_Task description_
Copy the records word for word, starting at the first line and ending with the line that contains "holes by even-odd".

_Input for this task_
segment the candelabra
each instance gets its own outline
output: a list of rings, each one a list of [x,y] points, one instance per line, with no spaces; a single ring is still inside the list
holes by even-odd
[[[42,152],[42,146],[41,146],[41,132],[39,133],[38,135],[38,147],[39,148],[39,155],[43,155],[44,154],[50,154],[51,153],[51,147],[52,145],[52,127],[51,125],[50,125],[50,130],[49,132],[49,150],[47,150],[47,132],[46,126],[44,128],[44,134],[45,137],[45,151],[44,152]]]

_Full response_
segment the candelabra
each instance gets its own outline
output: a list of rings, each one a list of [x,y] points, one instance per line, with no spaces; a single ring is still inside the list
holes by even-odd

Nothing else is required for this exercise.